TASK STATEMENT. Retype every item below word for word, line by line. Leave out the pictures.

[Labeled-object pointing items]
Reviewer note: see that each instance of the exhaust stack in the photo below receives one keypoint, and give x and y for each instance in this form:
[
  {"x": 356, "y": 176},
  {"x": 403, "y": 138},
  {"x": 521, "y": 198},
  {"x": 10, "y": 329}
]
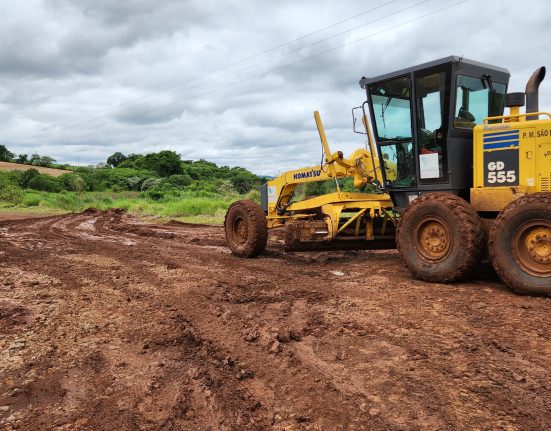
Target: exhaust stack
[{"x": 532, "y": 86}]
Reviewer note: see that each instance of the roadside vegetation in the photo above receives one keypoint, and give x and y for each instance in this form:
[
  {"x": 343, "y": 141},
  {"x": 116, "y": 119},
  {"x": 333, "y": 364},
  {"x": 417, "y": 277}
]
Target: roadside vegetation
[{"x": 160, "y": 185}]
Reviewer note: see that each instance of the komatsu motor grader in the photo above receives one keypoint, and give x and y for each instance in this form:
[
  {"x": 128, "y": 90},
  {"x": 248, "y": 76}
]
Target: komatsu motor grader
[{"x": 444, "y": 178}]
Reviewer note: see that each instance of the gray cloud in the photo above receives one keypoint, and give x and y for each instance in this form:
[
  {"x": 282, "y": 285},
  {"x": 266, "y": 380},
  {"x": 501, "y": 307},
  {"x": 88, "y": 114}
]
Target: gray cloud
[{"x": 80, "y": 80}]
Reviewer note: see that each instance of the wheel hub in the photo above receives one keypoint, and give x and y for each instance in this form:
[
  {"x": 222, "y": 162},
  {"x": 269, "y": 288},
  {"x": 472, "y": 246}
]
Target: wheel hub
[
  {"x": 240, "y": 230},
  {"x": 532, "y": 247},
  {"x": 433, "y": 239}
]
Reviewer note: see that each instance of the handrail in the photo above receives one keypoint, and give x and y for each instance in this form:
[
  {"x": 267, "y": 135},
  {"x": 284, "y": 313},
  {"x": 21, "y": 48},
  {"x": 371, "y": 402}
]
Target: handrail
[{"x": 503, "y": 117}]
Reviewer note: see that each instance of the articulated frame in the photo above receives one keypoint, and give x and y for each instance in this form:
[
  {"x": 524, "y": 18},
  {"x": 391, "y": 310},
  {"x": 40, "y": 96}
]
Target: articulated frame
[{"x": 360, "y": 208}]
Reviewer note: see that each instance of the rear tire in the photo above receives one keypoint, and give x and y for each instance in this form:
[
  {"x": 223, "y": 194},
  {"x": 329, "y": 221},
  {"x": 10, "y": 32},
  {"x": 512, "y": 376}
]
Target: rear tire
[
  {"x": 520, "y": 244},
  {"x": 440, "y": 238},
  {"x": 246, "y": 229}
]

RESULT OF THIS TASK.
Reviewer note: see that each instance of the exhaust stack in the photo below receives one keypoint, and give x and y for each instance in this form:
[
  {"x": 356, "y": 176},
  {"x": 403, "y": 138},
  {"x": 521, "y": 198},
  {"x": 10, "y": 329}
]
Target: exhaust stack
[{"x": 532, "y": 86}]
Reviewer note: see that each instance of the roadside vegetation in the photo above receives one keypoint, and give x and y for each instance in this form:
[
  {"x": 343, "y": 141},
  {"x": 116, "y": 119},
  {"x": 333, "y": 364},
  {"x": 417, "y": 277}
]
Target: roadside vegetation
[{"x": 160, "y": 185}]
Reviewer note: see that each instance of the komatsu motor grader in the photo above receives one keypoint, and give x and y for each instance in this form:
[
  {"x": 128, "y": 90},
  {"x": 248, "y": 76}
]
Target: komatsu motor grader
[{"x": 444, "y": 178}]
Reviewer note: see that each instance of the gray cloud in the photo above receives one keypoint, and give x and y for each instance in this form:
[
  {"x": 282, "y": 285},
  {"x": 266, "y": 380},
  {"x": 501, "y": 307},
  {"x": 88, "y": 114}
]
Target: gray cloud
[{"x": 80, "y": 80}]
Reviewer note: see that each instance of the wheel hub in the photo above receives one keypoint, and give x and y for each instance in this form:
[
  {"x": 222, "y": 162},
  {"x": 269, "y": 288},
  {"x": 472, "y": 246}
]
Target: wheel hub
[
  {"x": 240, "y": 230},
  {"x": 532, "y": 247},
  {"x": 433, "y": 239}
]
Reviewer note: see that each instance of the handrail in the photo above receives one keypoint, and give x and y for each instance in this form:
[
  {"x": 267, "y": 135},
  {"x": 284, "y": 313},
  {"x": 21, "y": 48},
  {"x": 371, "y": 402}
]
Target: handrail
[{"x": 503, "y": 117}]
Reviewer note: see that each instance of the articulated frame in the photo above receives one keypoint, and give x and y for each instance in this form:
[
  {"x": 524, "y": 18},
  {"x": 391, "y": 310},
  {"x": 40, "y": 96}
]
Target: articulated frame
[{"x": 360, "y": 208}]
Reviewer note: see that each instance of the rear tire in the photo above receives one keypoint, and give x and y for each instance in this form:
[
  {"x": 223, "y": 194},
  {"x": 329, "y": 221},
  {"x": 10, "y": 32},
  {"x": 512, "y": 376}
]
Target: rear tire
[
  {"x": 520, "y": 244},
  {"x": 440, "y": 238},
  {"x": 246, "y": 229}
]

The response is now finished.